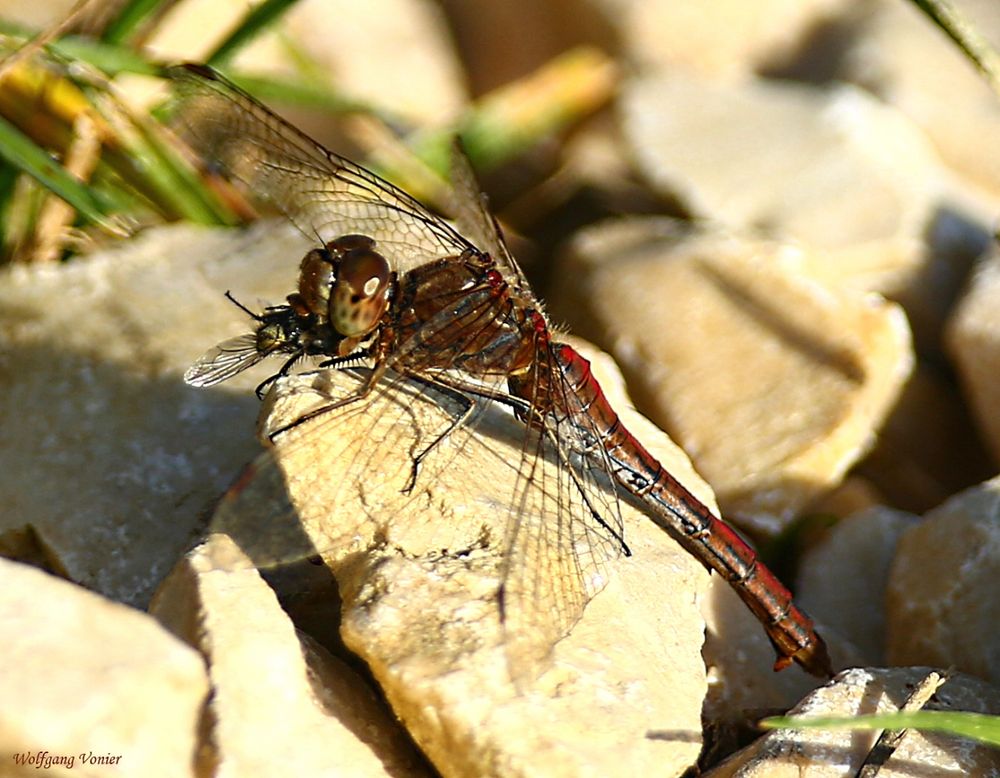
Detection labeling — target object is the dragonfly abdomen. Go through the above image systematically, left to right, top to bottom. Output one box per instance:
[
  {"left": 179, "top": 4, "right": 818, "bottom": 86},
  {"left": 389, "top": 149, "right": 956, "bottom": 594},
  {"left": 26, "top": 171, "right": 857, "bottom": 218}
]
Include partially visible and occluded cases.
[{"left": 550, "top": 342, "right": 833, "bottom": 678}]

** Problem description **
Restate every entry above word for word; no picture belongs in the copy.

** Solution for this problem **
Detection labeling — target object is the dragonfly abdomen. Go through the above image systematically, left to right, top to bottom. Output one box per instance:
[
  {"left": 179, "top": 4, "right": 818, "bottom": 86},
  {"left": 389, "top": 149, "right": 956, "bottom": 594},
  {"left": 26, "top": 171, "right": 857, "bottom": 218}
]
Include partially visible and occluded cases.
[{"left": 550, "top": 342, "right": 833, "bottom": 678}]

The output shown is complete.